> [Action item]:
Scan the entries for the string "sleeve" and give the number of lines that have it, nothing further.

> [Entries shown]:
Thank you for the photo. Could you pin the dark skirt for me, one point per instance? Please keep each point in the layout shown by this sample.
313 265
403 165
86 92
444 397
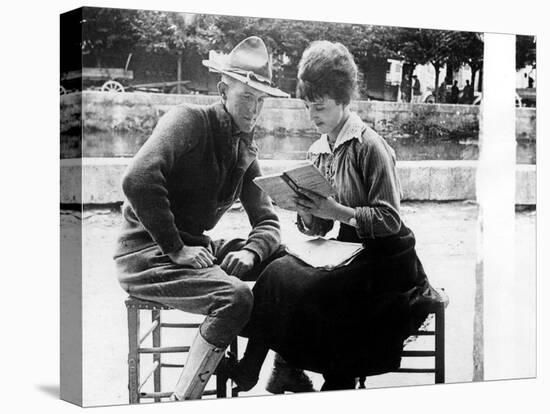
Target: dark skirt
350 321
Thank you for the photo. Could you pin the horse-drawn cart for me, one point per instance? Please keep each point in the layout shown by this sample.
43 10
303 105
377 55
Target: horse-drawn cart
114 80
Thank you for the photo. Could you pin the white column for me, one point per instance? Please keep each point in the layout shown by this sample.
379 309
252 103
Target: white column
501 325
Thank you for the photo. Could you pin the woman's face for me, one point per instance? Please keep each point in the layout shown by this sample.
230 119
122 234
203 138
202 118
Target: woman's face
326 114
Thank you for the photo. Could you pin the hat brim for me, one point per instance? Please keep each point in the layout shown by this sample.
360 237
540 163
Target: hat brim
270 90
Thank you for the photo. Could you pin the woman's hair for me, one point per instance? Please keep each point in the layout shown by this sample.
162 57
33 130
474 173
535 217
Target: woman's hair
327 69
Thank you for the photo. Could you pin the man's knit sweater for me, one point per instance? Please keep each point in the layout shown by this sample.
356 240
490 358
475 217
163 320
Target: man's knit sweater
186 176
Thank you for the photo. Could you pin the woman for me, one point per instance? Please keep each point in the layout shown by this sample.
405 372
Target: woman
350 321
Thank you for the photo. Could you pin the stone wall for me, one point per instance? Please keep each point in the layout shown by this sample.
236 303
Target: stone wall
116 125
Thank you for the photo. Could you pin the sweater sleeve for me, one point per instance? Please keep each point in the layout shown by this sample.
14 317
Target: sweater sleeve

> [Output below]:
2